■ What you will do ■
(1) Reproduce the essay on feminism and dress from "All Dress Is" to "won’t deem anti-feminist.".
(2) Carry the essay on feminism and dress forward, picking up after its final sentence.

All Dress Is Feminist, No Dress Is Feminist

"Cruel Culture" by Malcolm Evans, published January 6, 2011

Recently I found myself bombarded by a series of conflicting articles, all telling women how they should dress. Strangely, for articles that seek to police women’s behavior, each one claims that its dress prescription is the only way women can be respected from a feminist perspective. A personal favorite of mine is former Power Ranger turned swimsuit designer Jessica Rey’s Q talk , where she argued that modesty is “about revealing our dignity.” There’s no such thing as a feminist way to dress. Any feminist argument that supports a certain clothing style can easily be overturned by those who believe the style to be anti-feminist. Whether someone is arguing for modesty or immodesty, for masculinity or femininity, there is no style of dress that some won’t deem anti-feminist.

■ Items ■
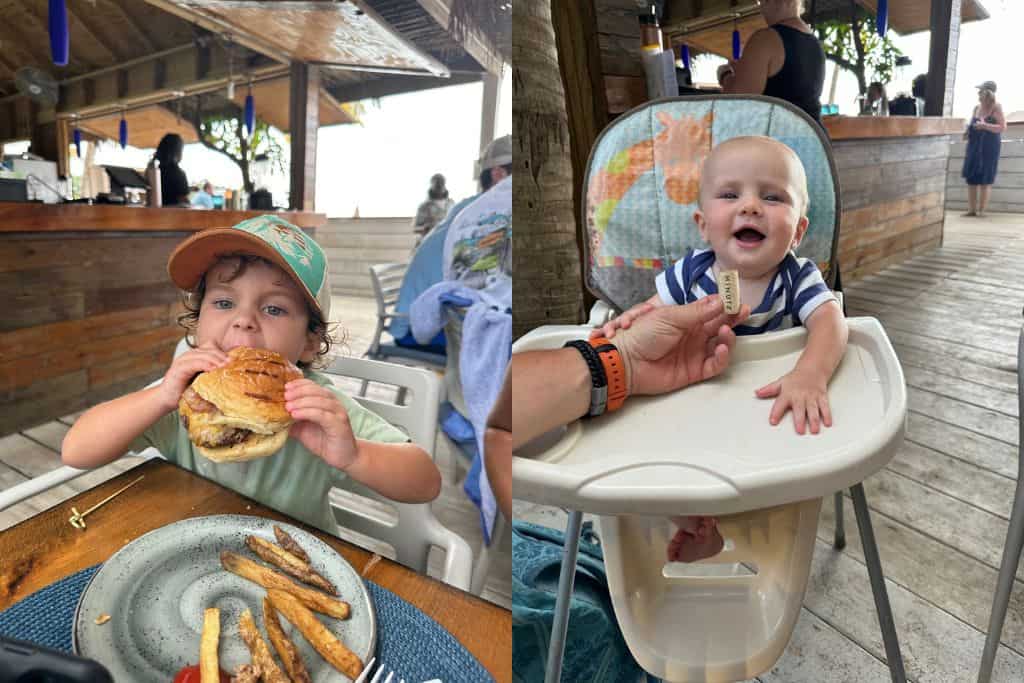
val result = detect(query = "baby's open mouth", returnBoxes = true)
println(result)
[732,227,765,243]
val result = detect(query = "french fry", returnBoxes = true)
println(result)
[266,588,362,679]
[239,609,289,683]
[199,607,220,683]
[273,524,309,562]
[246,536,338,595]
[231,664,259,683]
[263,598,311,683]
[220,550,351,618]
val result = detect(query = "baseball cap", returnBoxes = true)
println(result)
[167,215,331,322]
[473,135,512,176]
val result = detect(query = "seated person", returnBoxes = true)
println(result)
[60,216,440,533]
[387,135,520,353]
[592,136,849,562]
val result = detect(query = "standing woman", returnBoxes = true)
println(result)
[718,0,825,123]
[155,133,188,207]
[961,81,1007,218]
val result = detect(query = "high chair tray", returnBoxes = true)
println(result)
[512,317,906,515]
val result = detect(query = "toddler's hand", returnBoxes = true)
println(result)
[158,344,227,413]
[285,379,358,470]
[756,370,831,434]
[590,301,654,339]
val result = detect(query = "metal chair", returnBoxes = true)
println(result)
[360,263,445,368]
[327,358,473,591]
[978,328,1024,683]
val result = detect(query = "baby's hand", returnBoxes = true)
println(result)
[158,344,227,413]
[285,379,358,470]
[590,301,654,339]
[756,370,831,434]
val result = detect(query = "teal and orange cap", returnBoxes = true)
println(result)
[167,215,331,322]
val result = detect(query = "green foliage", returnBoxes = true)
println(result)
[199,115,288,180]
[815,15,903,94]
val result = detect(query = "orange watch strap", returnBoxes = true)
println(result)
[590,337,626,413]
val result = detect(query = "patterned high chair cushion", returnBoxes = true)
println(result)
[584,95,840,310]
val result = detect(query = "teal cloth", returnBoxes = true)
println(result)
[512,521,654,683]
[0,564,494,683]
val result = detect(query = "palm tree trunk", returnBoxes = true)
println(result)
[512,0,583,337]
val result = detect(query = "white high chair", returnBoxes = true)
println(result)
[512,95,906,683]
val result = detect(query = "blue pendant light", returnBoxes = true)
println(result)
[49,0,71,67]
[246,81,256,137]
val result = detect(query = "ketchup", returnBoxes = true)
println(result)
[174,665,231,683]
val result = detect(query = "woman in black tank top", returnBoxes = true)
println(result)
[721,0,825,121]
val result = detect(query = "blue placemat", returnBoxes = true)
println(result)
[0,564,494,683]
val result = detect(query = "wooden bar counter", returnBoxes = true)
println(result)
[823,116,965,282]
[0,203,327,436]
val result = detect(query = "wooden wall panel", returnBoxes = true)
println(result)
[834,135,951,282]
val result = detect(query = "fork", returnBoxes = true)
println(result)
[352,657,441,683]
[352,657,406,683]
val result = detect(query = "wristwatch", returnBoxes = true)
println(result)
[565,337,626,417]
[590,337,627,413]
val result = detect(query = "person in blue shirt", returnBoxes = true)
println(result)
[388,135,512,353]
[191,180,213,209]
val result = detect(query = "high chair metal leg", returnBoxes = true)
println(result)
[978,329,1024,683]
[978,476,1024,683]
[544,510,583,683]
[833,490,846,550]
[850,483,906,683]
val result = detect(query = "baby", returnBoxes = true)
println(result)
[592,136,848,562]
[61,216,440,532]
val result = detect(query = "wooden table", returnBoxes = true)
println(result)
[0,460,512,681]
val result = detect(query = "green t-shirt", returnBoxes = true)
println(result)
[131,370,410,533]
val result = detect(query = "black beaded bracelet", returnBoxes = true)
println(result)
[565,339,608,417]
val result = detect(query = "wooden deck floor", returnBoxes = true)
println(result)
[0,296,512,608]
[515,214,1024,683]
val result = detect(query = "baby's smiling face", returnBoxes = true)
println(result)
[694,137,807,280]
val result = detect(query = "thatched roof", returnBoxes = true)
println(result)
[0,0,503,143]
[665,0,988,57]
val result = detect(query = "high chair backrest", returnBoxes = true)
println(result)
[326,357,473,590]
[581,95,840,310]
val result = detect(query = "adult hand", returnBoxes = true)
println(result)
[615,295,751,395]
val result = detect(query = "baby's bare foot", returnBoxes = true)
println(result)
[666,517,725,562]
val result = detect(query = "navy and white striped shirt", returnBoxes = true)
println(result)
[654,249,839,335]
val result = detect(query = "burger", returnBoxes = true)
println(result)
[178,346,302,463]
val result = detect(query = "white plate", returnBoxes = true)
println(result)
[72,515,377,683]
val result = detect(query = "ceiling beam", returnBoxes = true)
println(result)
[145,0,292,65]
[108,0,160,52]
[416,0,502,74]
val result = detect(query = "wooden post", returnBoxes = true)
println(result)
[55,119,71,180]
[925,0,961,117]
[551,0,608,309]
[289,61,319,211]
[480,73,502,154]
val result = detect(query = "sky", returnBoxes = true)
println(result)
[693,0,1024,118]
[16,63,512,217]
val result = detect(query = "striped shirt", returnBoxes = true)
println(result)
[654,249,839,335]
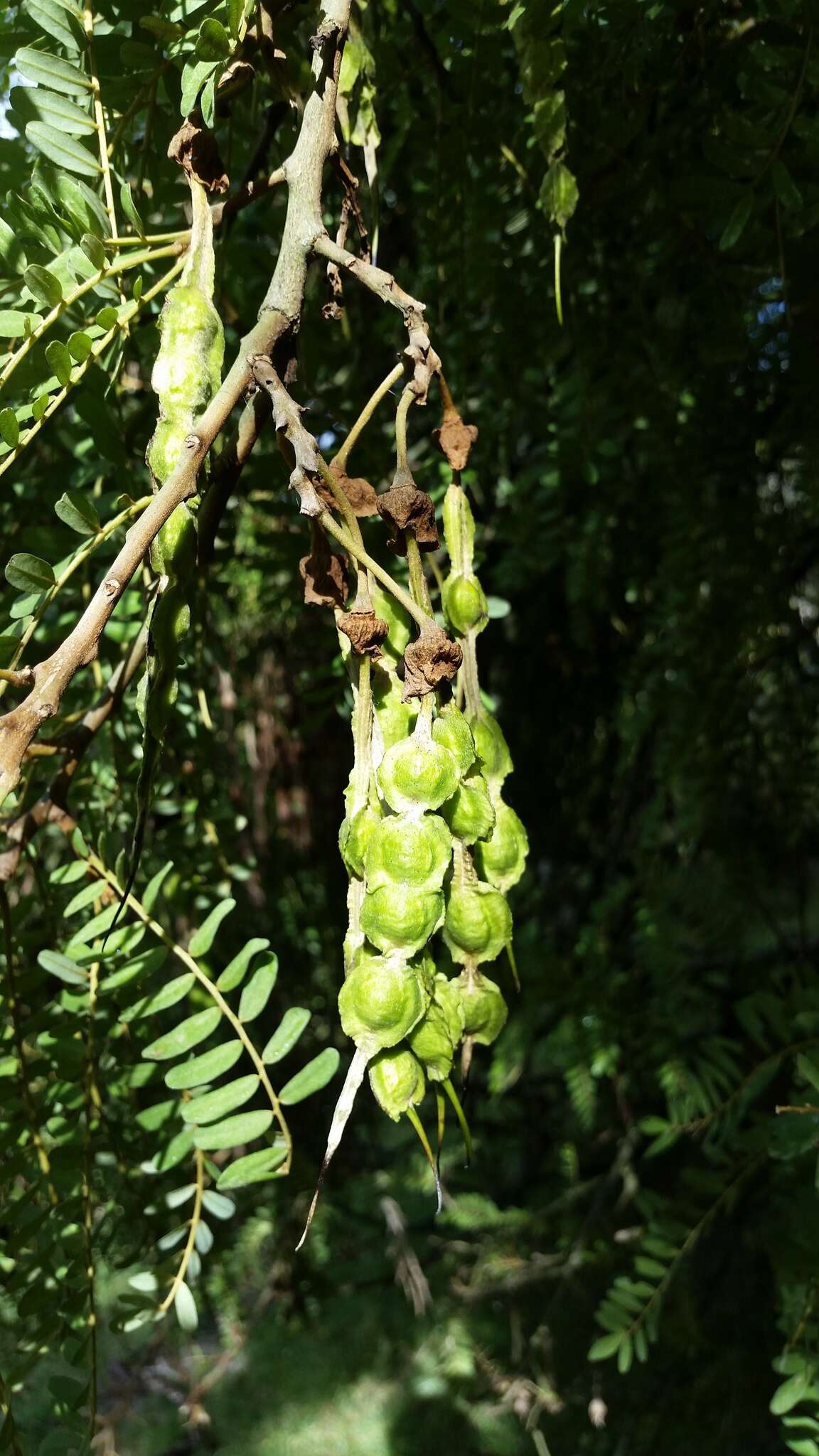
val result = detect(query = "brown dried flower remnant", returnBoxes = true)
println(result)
[168,111,230,192]
[402,621,464,703]
[299,521,348,607]
[433,405,478,471]
[378,485,439,556]
[335,610,389,661]
[318,460,379,515]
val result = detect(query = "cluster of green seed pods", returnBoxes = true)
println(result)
[296,451,528,1232]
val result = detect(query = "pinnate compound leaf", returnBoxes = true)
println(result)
[143,1006,222,1061]
[215,936,269,992]
[0,406,21,450]
[0,309,42,339]
[203,1188,236,1219]
[23,264,63,309]
[46,339,75,387]
[173,1280,200,1335]
[165,1041,242,1092]
[36,951,87,985]
[239,957,279,1022]
[14,47,90,96]
[215,1145,287,1191]
[720,192,754,253]
[182,1073,259,1123]
[6,552,54,594]
[279,1047,341,1106]
[194,1108,272,1152]
[589,1331,622,1360]
[262,1006,311,1064]
[26,121,99,178]
[188,900,236,960]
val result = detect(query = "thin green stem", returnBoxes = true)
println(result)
[0,884,57,1206]
[332,364,404,471]
[395,385,415,475]
[0,495,153,697]
[0,257,185,475]
[159,1147,205,1315]
[316,511,430,628]
[0,239,179,387]
[407,528,433,617]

■ Task-by-task answers ■
(1)
All Dress Is Feminist, No Dress Is Feminist

"Cruel Culture" by Malcolm Evans, published January 6, 2011

Recently I found myself bombarded by a series of conflicting articles, all telling women how they should dress. Strangely, for articles that seek to police women’s behavior, each one claims that its dress prescription is the only way women can be respected from a feminist perspective. A personal favorite of mine is former Power Ranger turned swimsuit designer Jessica Rey’s Q talk , where she argued that modesty is “about revealing our dignity.” There’s no such thing as a feminist way to dress. Any feminist argument that supports a certain clothing style can easily be overturned by those who believe the style to be anti-feminist. Whether someone is arguing for modesty or immodesty, for masculinity or femininity, there is no style of dress that some won’t deem anti-feminist.

(2)
A common feminist argument I hear in favor of dressing modestly is that it works against patriarchal beauty norms that objectify women.  In other words, dressing modestly means you will be seen for your intelligence and personality, and not as a sexual object. This argument is suspect because one could easily argue that dressing modestly supports the assumption that women’s bodies are inherently sexual, and that women who don’t dress modestly are opening themselves up to sexualization. At the same time though, it could be argued that buying into mainstream beauty standards – spending hundreds of dollars on makeup and wearing painful shape-wear all to be “sexy” – is hardly feminist. Women in our society often feel pressured to show more skin than they want to show, and pressured to dress in a way that attracts men. Feminism is about rejecting patriarchal pressures, not embracing them; however, whether one dresses modestly or not, these pressures persist.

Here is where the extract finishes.